(Records from a dataset)

------

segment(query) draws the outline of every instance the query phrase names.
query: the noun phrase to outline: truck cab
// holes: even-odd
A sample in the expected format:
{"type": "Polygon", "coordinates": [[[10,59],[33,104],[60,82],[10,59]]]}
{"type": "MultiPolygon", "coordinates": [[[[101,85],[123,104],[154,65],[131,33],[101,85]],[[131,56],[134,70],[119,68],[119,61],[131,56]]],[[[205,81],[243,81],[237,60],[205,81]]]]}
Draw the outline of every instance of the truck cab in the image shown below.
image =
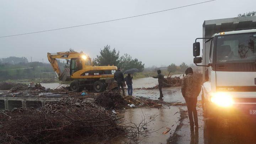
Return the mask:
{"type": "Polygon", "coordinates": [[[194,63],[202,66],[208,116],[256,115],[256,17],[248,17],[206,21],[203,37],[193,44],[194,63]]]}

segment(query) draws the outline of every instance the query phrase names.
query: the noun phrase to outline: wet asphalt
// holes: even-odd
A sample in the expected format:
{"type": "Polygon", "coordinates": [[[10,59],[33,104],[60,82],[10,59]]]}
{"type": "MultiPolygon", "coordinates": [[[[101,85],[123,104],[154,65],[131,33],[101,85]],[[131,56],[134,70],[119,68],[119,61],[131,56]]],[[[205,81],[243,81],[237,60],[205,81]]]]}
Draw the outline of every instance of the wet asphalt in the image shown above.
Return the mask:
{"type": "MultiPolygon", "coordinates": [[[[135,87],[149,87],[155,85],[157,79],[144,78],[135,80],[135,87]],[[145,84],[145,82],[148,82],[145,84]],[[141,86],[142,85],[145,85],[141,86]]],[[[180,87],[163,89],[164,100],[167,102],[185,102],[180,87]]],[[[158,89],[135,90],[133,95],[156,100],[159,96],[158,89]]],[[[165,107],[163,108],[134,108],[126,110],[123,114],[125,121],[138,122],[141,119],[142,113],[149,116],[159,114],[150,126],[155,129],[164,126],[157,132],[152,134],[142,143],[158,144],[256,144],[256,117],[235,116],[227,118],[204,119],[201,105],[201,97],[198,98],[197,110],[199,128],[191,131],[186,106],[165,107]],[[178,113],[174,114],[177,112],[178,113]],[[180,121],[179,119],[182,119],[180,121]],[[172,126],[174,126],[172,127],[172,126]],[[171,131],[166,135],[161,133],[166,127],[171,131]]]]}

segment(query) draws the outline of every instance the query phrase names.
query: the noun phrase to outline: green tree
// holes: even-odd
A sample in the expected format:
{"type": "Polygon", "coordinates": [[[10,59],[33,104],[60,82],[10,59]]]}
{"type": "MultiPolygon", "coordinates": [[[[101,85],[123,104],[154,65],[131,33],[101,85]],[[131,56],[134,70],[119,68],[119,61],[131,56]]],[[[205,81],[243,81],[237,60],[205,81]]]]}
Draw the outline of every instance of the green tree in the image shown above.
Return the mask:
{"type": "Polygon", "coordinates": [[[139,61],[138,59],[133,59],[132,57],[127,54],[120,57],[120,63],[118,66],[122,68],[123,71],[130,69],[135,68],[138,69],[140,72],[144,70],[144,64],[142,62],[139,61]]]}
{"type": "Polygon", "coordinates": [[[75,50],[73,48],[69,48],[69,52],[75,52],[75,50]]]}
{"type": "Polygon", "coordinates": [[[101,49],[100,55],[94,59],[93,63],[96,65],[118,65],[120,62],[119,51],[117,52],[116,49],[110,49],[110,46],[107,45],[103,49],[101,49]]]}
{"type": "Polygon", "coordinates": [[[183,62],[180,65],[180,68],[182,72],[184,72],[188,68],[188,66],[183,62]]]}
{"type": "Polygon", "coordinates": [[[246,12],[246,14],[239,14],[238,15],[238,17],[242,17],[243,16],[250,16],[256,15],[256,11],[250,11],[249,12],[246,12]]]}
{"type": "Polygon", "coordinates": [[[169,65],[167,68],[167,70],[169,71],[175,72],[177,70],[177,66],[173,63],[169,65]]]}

------

§ **GIVEN REQUEST**
Would you set down the listing exactly, omitting pictures?

§ **FULL ANSWER**
segment(query) draws the outline of every instance the query phrase names.
query: the noun phrase to outline: truck cab
// holes: even-odd
A sample in the expected format:
{"type": "Polygon", "coordinates": [[[10,59],[33,104],[60,82],[10,59]]]}
{"type": "MultiPolygon", "coordinates": [[[[101,85],[123,104],[154,65],[131,33],[101,85]],[[131,56],[134,70],[119,68],[119,61],[131,56]]],[[[205,81],[243,81],[237,60],[205,81]]]]}
Draw the outline of every instance of the truck cab in the image shown below.
image =
Return the mask:
{"type": "Polygon", "coordinates": [[[194,63],[202,66],[208,116],[256,115],[256,17],[248,17],[206,21],[203,37],[193,44],[194,63]]]}

segment(query) draws the outline of every instance the query phrase names.
query: the noun phrase to outline: wet asphalt
// holes: even-odd
A sample in the expected format:
{"type": "Polygon", "coordinates": [[[10,59],[33,104],[60,82],[10,59]]]}
{"type": "MultiPolygon", "coordinates": [[[[101,85],[123,104],[154,65],[131,33],[101,85]],[[131,56],[134,70],[119,68],[119,61],[131,56]]],[[[205,81],[243,81],[237,60],[205,81]]]]}
Draw the outline of every instance of the wet asphalt in the image shown above.
Return the mask:
{"type": "MultiPolygon", "coordinates": [[[[135,87],[149,87],[155,85],[157,79],[144,78],[135,80],[135,87]],[[145,84],[145,82],[148,82],[145,84]],[[141,86],[142,85],[145,85],[141,86]]],[[[180,87],[163,89],[164,100],[167,102],[185,102],[180,87]]],[[[158,89],[135,90],[133,95],[156,100],[159,96],[158,89]]],[[[165,107],[163,108],[134,108],[126,110],[123,114],[125,121],[138,122],[141,119],[142,113],[149,116],[159,114],[150,126],[155,129],[164,126],[157,132],[152,134],[142,143],[158,144],[256,144],[256,117],[235,116],[227,118],[204,119],[201,105],[201,97],[198,98],[197,110],[199,128],[191,131],[186,106],[165,107]],[[178,113],[174,114],[177,112],[178,113]],[[180,121],[179,119],[182,119],[180,121]],[[172,126],[174,126],[172,127],[172,126]],[[171,131],[166,135],[161,133],[166,127],[171,131]]]]}

segment(query) draws the outline of every instance the query phrase names.
query: the noun phrase to outline: green tree
// holes: even-odd
A sample in the expected format:
{"type": "Polygon", "coordinates": [[[10,59],[33,104],[60,82],[10,59]]]}
{"type": "MultiPolygon", "coordinates": [[[[101,85],[123,104],[154,65],[131,33],[101,85]],[[131,56],[134,70],[119,68],[119,61],[131,56]]],[[[205,81],[243,81],[237,60],[205,81]]]]}
Draw the outline of every instance of the green tree in the image shown above.
Return the mask:
{"type": "Polygon", "coordinates": [[[139,61],[138,59],[133,59],[132,57],[127,54],[120,57],[120,63],[118,66],[122,68],[123,71],[130,69],[135,68],[138,69],[140,72],[144,70],[144,64],[142,62],[139,61]]]}
{"type": "Polygon", "coordinates": [[[75,50],[73,48],[69,48],[69,52],[75,52],[75,50]]]}
{"type": "Polygon", "coordinates": [[[101,49],[100,55],[94,59],[93,63],[96,65],[118,65],[120,62],[119,51],[117,52],[116,49],[110,49],[110,46],[107,45],[103,49],[101,49]]]}
{"type": "Polygon", "coordinates": [[[183,62],[180,65],[180,68],[182,72],[184,72],[188,68],[188,66],[183,62]]]}
{"type": "Polygon", "coordinates": [[[246,12],[246,14],[239,14],[238,15],[238,17],[242,17],[243,16],[250,16],[256,15],[256,11],[250,11],[249,12],[246,12]]]}
{"type": "Polygon", "coordinates": [[[169,65],[167,68],[167,70],[169,71],[175,72],[177,70],[177,66],[173,63],[169,65]]]}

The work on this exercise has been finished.